-- begin --
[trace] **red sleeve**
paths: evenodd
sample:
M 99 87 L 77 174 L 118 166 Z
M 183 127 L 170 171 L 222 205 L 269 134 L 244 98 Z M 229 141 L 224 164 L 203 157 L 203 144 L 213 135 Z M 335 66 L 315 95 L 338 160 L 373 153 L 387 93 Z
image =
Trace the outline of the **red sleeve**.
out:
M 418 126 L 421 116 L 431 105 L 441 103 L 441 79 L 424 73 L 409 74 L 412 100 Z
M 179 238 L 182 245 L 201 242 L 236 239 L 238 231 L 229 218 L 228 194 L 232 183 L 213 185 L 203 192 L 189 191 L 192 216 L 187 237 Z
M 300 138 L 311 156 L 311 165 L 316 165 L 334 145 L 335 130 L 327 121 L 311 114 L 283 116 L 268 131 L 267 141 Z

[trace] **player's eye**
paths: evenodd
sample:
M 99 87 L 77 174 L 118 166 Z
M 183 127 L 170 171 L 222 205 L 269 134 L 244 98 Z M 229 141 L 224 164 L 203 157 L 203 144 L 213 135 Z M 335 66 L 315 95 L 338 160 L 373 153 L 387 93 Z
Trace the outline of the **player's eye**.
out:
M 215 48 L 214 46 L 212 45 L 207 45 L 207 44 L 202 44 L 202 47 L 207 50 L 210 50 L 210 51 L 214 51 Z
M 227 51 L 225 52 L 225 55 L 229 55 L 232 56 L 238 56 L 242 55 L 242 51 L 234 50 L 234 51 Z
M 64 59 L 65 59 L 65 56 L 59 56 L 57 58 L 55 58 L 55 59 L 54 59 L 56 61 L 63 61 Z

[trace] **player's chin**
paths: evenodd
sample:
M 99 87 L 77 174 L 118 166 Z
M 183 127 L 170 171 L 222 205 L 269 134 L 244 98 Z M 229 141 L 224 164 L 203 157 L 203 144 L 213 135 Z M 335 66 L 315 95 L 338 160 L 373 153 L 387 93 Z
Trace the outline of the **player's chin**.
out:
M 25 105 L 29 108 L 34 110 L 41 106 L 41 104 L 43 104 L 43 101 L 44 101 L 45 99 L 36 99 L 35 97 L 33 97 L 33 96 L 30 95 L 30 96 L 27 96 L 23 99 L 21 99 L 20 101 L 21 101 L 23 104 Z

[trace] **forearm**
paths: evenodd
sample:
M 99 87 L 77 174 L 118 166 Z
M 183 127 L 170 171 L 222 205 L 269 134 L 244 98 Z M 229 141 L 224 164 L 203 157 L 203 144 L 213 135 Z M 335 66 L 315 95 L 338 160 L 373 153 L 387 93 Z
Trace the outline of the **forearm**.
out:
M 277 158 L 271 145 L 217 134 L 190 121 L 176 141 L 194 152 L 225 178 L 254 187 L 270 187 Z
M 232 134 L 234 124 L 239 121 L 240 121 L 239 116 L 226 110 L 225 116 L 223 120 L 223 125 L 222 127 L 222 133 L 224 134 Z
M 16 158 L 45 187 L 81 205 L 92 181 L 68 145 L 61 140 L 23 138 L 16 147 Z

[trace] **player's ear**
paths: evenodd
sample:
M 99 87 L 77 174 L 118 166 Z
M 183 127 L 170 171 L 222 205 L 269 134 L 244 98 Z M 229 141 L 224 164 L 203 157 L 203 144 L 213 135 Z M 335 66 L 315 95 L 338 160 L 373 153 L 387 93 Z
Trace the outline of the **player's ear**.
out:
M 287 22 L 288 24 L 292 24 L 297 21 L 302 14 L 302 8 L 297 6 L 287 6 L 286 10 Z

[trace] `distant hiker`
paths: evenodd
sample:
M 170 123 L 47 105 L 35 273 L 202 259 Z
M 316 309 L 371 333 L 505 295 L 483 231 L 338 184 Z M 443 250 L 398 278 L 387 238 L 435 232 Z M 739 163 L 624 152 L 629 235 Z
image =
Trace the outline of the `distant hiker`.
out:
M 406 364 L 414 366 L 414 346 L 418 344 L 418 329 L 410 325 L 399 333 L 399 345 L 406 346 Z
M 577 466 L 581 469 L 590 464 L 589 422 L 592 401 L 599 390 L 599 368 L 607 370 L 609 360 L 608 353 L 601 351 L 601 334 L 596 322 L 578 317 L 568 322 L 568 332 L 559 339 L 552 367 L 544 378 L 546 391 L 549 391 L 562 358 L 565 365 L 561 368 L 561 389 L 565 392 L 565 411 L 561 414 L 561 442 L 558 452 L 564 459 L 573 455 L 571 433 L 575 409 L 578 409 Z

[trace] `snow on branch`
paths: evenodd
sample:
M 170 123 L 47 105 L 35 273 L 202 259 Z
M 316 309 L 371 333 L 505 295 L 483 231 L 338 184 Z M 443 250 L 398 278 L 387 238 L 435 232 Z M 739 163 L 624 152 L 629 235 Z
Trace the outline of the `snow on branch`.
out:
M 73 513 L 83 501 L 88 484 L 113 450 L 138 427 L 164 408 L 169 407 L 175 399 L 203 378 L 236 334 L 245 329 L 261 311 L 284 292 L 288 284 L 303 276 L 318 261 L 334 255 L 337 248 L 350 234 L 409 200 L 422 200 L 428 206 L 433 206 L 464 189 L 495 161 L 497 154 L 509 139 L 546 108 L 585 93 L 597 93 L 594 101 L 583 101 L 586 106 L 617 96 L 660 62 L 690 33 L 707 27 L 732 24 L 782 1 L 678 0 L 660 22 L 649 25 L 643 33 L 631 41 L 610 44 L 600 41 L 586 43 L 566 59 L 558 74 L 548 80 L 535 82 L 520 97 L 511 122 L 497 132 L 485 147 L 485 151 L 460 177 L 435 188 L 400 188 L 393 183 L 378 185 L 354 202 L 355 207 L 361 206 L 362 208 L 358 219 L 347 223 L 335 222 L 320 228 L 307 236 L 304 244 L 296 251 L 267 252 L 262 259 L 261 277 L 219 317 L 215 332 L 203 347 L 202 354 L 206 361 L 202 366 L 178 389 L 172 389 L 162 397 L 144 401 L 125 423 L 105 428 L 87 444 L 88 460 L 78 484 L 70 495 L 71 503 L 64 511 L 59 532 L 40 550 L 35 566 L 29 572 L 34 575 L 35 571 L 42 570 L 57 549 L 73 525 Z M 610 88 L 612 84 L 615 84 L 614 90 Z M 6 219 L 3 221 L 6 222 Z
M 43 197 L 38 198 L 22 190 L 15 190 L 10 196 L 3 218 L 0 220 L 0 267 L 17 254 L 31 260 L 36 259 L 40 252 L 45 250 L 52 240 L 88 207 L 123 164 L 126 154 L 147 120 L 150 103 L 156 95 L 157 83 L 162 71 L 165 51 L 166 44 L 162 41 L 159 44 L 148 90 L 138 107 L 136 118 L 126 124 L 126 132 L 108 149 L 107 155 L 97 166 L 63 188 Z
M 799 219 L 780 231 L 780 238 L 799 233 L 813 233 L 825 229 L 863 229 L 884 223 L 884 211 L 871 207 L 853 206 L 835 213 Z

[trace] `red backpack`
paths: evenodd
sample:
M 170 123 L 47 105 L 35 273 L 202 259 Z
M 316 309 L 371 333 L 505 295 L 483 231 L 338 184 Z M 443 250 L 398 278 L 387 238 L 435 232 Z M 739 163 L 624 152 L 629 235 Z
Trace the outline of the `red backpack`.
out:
-- end --
» Instructions for the task:
Copy every one of the items above word for word, without changing any line.

» Solved problem:
[trace] **red sleeve**
paths: evenodd
sample:
M 99 87 L 77 174 L 118 166 Z
M 183 127 L 170 171 L 222 205 L 269 134 L 244 98 Z M 229 141 L 224 164 L 203 157 L 203 144 L 213 135 Z M 335 66 L 315 95 L 338 160 L 373 153 L 387 93 Z
image =
Trace the outline of the **red sleeve**.
out:
M 418 126 L 421 116 L 431 105 L 441 103 L 441 79 L 424 73 L 409 74 L 412 100 Z
M 179 238 L 182 245 L 201 242 L 236 239 L 238 231 L 229 218 L 228 194 L 232 183 L 213 185 L 203 192 L 189 191 L 192 216 L 187 237 Z
M 300 138 L 311 156 L 311 165 L 316 165 L 334 145 L 335 130 L 327 121 L 311 114 L 283 116 L 268 131 L 267 141 Z

[trace] **player's eye**
paths: evenodd
sample:
M 99 87 L 77 174 L 118 166 Z
M 183 127 L 170 171 L 222 205 L 269 134 L 244 98 Z M 229 141 L 224 164 L 203 157 L 203 144 L 213 135 Z M 335 66 L 315 95 L 338 160 L 373 153 L 387 93 Z
Trace the outline of the **player's eye**.
out:
M 215 48 L 214 46 L 212 45 L 207 45 L 207 44 L 202 44 L 202 47 L 207 50 L 210 50 L 210 51 L 214 51 Z
M 227 51 L 225 52 L 225 55 L 229 55 L 232 56 L 238 56 L 242 55 L 242 51 L 234 50 L 234 51 Z
M 64 59 L 65 59 L 65 56 L 59 56 L 57 58 L 55 58 L 55 59 L 54 59 L 56 61 L 63 61 Z

[trace] **player's chin**
paths: evenodd
sample:
M 99 87 L 77 174 L 118 166 Z
M 183 127 L 170 171 L 222 205 L 269 134 L 244 98 Z M 229 141 L 224 164 L 203 157 L 203 144 L 213 135 Z M 335 66 L 315 95 L 338 160 L 373 153 L 387 93 Z
Trace the outline of the **player's chin**.
out:
M 25 105 L 29 108 L 34 110 L 41 106 L 41 104 L 43 104 L 43 101 L 44 101 L 45 99 L 36 99 L 35 97 L 33 97 L 33 96 L 30 95 L 30 96 L 27 96 L 23 99 L 21 99 L 20 101 L 21 101 L 23 104 Z

[trace] **forearm**
paths: evenodd
sample:
M 99 87 L 77 174 L 118 166 Z
M 183 127 L 170 171 L 222 205 L 269 134 L 244 98 Z M 229 141 L 224 164 L 203 157 L 203 144 L 213 135 Z M 335 66 L 315 95 L 338 160 L 373 153 L 387 93 Z
Trace the outline of the **forearm**.
out:
M 277 158 L 271 145 L 217 134 L 190 121 L 176 141 L 194 152 L 225 178 L 254 187 L 270 187 Z
M 232 134 L 234 124 L 239 121 L 240 121 L 239 116 L 226 110 L 225 116 L 223 120 L 223 125 L 222 127 L 222 133 L 224 134 Z
M 16 158 L 45 187 L 81 205 L 92 181 L 68 145 L 61 140 L 23 138 L 16 147 Z

[trace] **player's ear**
paths: evenodd
sample:
M 99 87 L 77 174 L 118 166 Z
M 183 127 L 170 171 L 222 205 L 269 134 L 244 98 Z M 229 141 L 224 164 L 203 157 L 203 144 L 213 135 Z M 335 66 L 315 95 L 338 160 L 373 153 L 387 93 Z
Trace the outline of the **player's ear**.
out:
M 287 22 L 288 24 L 292 24 L 297 21 L 302 14 L 302 8 L 297 6 L 287 6 L 286 10 Z

[trace] `distant hiker`
paths: evenodd
sample:
M 170 123 L 47 105 L 35 273 L 202 259 Z
M 316 309 L 371 333 L 505 295 L 483 231 L 338 184 Z M 443 250 L 398 278 L 387 238 L 435 232 Z M 739 163 L 624 152 L 629 235 Z
image =
Trace the outline of the `distant hiker`.
out:
M 406 364 L 414 366 L 414 346 L 418 344 L 418 329 L 410 325 L 399 333 L 399 345 L 406 346 Z
M 577 466 L 581 469 L 590 464 L 589 422 L 592 401 L 599 390 L 599 368 L 607 370 L 609 360 L 608 353 L 601 351 L 601 334 L 596 322 L 578 317 L 568 322 L 568 332 L 559 339 L 552 367 L 544 378 L 546 391 L 549 391 L 562 358 L 565 365 L 561 368 L 561 389 L 565 392 L 565 411 L 561 414 L 561 442 L 558 452 L 564 459 L 573 455 L 571 433 L 575 409 L 578 409 Z

[trace] `snow on branch`
paths: evenodd
sample:
M 170 123 L 47 105 L 35 273 L 202 259 Z
M 316 309 L 371 333 L 505 295 L 483 231 L 338 184 Z M 443 250 L 398 278 L 387 238 L 435 232 Z M 739 163 L 624 152 L 629 235 Z
Trace the outline of the `snow on branch`.
out:
M 73 513 L 83 501 L 88 484 L 113 450 L 138 427 L 164 408 L 169 407 L 175 399 L 203 378 L 236 334 L 245 329 L 261 311 L 284 292 L 288 284 L 303 276 L 318 261 L 334 255 L 337 248 L 350 234 L 409 200 L 422 200 L 428 206 L 433 206 L 464 189 L 495 161 L 497 154 L 509 139 L 546 108 L 585 93 L 597 93 L 594 101 L 583 101 L 586 106 L 617 96 L 660 62 L 690 33 L 707 27 L 732 24 L 782 1 L 678 0 L 660 22 L 649 25 L 643 33 L 631 41 L 610 44 L 600 41 L 586 43 L 566 59 L 558 74 L 548 80 L 535 82 L 520 97 L 511 122 L 497 132 L 485 147 L 485 151 L 460 177 L 435 188 L 400 188 L 393 183 L 378 185 L 354 202 L 355 207 L 361 206 L 362 208 L 358 219 L 347 223 L 335 222 L 320 228 L 307 236 L 304 244 L 296 251 L 267 252 L 262 259 L 261 277 L 219 317 L 215 332 L 203 347 L 202 354 L 206 361 L 202 366 L 178 389 L 172 389 L 162 397 L 144 401 L 125 423 L 105 428 L 87 444 L 88 460 L 78 484 L 70 495 L 71 503 L 64 511 L 59 532 L 40 550 L 35 566 L 29 572 L 34 575 L 35 571 L 42 570 L 57 549 L 73 525 Z M 610 88 L 612 84 L 615 84 L 614 90 Z M 6 219 L 3 221 L 6 222 Z
M 43 197 L 38 198 L 22 190 L 15 190 L 10 196 L 3 218 L 0 220 L 0 267 L 17 254 L 31 260 L 36 259 L 40 252 L 45 250 L 52 240 L 88 207 L 123 164 L 126 154 L 147 120 L 150 103 L 156 95 L 157 83 L 162 71 L 165 51 L 166 44 L 162 41 L 159 44 L 148 90 L 138 107 L 136 118 L 126 124 L 126 132 L 108 149 L 107 155 L 97 166 L 63 188 Z
M 799 219 L 780 231 L 780 238 L 799 233 L 813 233 L 825 229 L 863 229 L 884 223 L 884 211 L 871 207 L 853 206 L 835 213 Z

[trace] `red backpack`
paths: evenodd
sample:
M 170 123 L 47 105 L 35 273 L 202 259 Z
M 316 309 L 371 333 L 505 295 L 483 231 L 338 184 Z M 443 250 L 398 278 L 387 238 L 435 232 Z M 739 163 L 624 152 L 629 235 Z
Trace the outline of the `red backpack`.
out:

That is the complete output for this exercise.